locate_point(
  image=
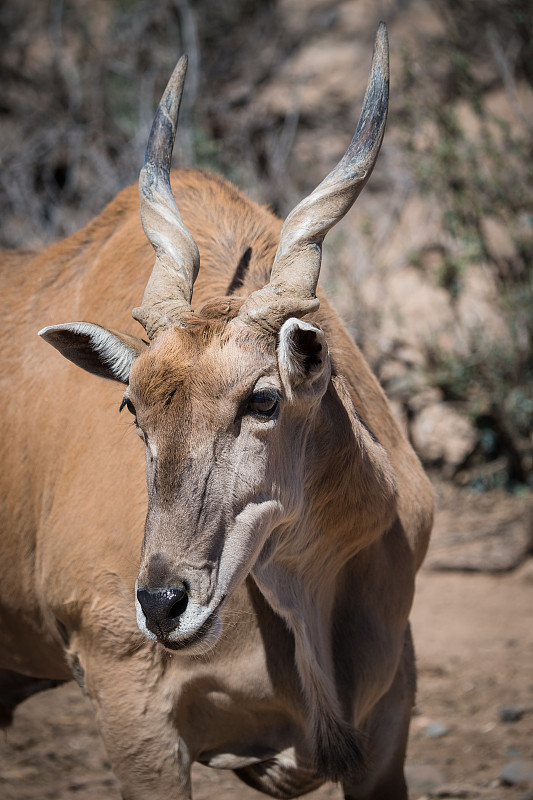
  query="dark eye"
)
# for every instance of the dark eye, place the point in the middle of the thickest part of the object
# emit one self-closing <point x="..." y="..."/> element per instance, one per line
<point x="126" y="402"/>
<point x="264" y="402"/>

★ ★ ★ ★ ★ ★ ★

- Work to complete
Gather every line from the records that contains the word "instance", copying each of those lines in full.

- Answer for this exercise
# for every instance of the dark eye, place the point in the middle of the thickest part of the object
# emit one self-closing <point x="..." y="..."/> element per instance, one per line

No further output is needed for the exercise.